My shiny, new passport, with an expiration date ten years hence (when I’ll begin to think the photo in this one is pretty), came with a brochure whose cover exclaims, “With Your U.S. Passport, the World is Yours!” What a happy thought.
I’ll use this new passport for the first time next month when I travel to Mexico for a writers’ conference in San Miguel de Allende and then check out this charming, colonial city, where I’m hoping to retire. Some people, learning of this plan, say to me, “Aren’t you afraid?” (presumably referring to the bandidos they’ve read about in the news or seen in movies); others confess, “I’d do the same as you’re doing, if I weren’t so settled here.” The responses I’m receiving are mixed.
My attitude toward leaving home, which most people would call their “comfort zone,” and going off on my own to live in a place altogether new was formed fairly early in my life. Shortly after my sixteenth birthday I traveled from New York to Bangor, Maine, to help my grandmother for the summer. My grandmother was a maid for rich people who summered on the Penobscot Bay. She was 73 at the time and needed a hand with her work. Her gracious, elderly employer, whom my grandmother called “the madam,” paid my way. It was the first time I’d ever traveled so far alone, the first time I’d ever flown in a plane.
I remember standing stock-still in the middle of the airport in Boston, head held high, shoulders pushed back, proud of the navy blue sheath I’d just made for this momentous occasion, waiting for my Bangor flight and singing to myself in my head, “Whenever I feel afraid, I hold myself erect, and whistle a happy tune, so no one will suspect…”
The friendly old woman I sat beside on the small plane to Bangor, I remember, had frizzy hair and a warm smile. She put me at ease. She complimented my “smart” new dress. She remarked that I must be “so brave” to travel alone. She told me she loved to travel and did so as much as she could ever since she’d become a widow. She’d been to Paris recently and planned a trip to India; in between her more exotic trips, she visited her children and grandchildren “hither and yon.”

• Record extracts:
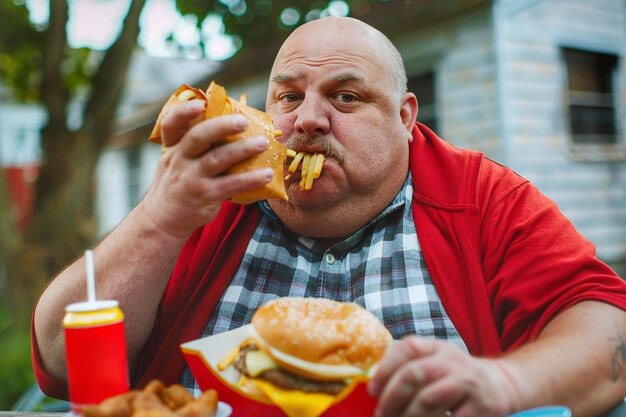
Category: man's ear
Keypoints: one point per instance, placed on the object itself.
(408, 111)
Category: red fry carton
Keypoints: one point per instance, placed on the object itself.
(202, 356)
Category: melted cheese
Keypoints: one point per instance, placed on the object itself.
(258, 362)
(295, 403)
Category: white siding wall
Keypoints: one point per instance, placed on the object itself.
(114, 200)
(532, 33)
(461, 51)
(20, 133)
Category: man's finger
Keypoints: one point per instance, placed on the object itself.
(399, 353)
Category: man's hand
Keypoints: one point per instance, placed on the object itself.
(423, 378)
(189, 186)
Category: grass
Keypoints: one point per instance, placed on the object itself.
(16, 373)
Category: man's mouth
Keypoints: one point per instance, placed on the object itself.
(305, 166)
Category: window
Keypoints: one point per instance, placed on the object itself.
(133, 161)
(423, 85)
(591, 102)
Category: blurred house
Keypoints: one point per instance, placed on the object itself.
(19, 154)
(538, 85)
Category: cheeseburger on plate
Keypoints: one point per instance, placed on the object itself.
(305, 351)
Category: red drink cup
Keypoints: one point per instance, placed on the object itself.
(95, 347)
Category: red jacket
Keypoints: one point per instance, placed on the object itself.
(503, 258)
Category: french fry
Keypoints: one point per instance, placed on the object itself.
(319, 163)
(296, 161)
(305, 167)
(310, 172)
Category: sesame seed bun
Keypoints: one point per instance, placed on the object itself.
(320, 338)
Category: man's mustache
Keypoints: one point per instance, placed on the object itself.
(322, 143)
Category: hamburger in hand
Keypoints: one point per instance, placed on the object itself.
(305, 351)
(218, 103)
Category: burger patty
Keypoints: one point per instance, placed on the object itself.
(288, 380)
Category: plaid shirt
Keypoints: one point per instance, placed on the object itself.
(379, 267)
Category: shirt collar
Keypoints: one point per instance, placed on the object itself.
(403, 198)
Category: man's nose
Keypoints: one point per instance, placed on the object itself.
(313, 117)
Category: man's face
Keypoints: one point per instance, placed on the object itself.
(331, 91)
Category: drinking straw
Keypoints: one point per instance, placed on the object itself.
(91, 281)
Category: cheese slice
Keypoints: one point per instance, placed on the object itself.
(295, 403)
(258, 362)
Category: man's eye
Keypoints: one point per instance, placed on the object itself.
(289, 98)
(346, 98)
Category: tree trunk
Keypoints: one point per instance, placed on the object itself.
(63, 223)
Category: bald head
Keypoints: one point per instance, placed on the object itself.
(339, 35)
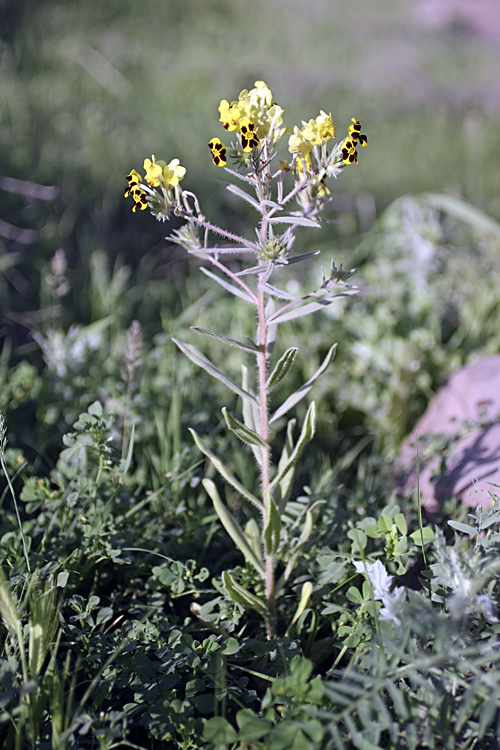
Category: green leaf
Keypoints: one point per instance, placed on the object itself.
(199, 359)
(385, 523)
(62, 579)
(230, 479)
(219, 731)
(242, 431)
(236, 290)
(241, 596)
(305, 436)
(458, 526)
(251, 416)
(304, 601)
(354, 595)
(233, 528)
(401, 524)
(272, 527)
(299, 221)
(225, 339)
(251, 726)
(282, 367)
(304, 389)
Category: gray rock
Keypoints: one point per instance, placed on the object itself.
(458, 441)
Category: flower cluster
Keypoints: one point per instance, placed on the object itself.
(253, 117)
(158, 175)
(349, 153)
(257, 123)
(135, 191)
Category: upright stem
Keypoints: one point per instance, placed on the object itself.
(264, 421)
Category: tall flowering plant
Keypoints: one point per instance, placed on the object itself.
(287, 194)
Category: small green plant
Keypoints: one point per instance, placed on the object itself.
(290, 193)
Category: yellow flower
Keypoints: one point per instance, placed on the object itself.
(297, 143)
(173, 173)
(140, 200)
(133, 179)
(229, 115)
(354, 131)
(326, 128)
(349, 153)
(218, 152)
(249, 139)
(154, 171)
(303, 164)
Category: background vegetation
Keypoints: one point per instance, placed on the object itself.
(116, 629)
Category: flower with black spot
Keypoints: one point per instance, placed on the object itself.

• Problem set:
[1] Summarize the passport essay in two sentences.
[2] Answer these questions from the passport essay:
(a) What event will take the writer to San Miguel de Allende next month?
(b) How old was the writer's grandmother that summer in Maine?
(c) Which city had the woman on the plane to Bangor visited recently?

• Expected results:
[1] The writer has a new U.S. passport and will first use it next month on a trip to Mexico for a writers' conference in San Miguel de Allende, a city where the writer hopes to retire, and people's responses to this plan are mixed. The writer's attitude toward leaving home formed early: shortly after turning sixteen, the writer traveled alone from New York to Bangor, Maine, to help a grandmother who worked as a maid, and on that first plane trip sat beside a friendly widow who loved to travel.

[2]
(a) A writers' conference.
(b) 73.
(c) Paris.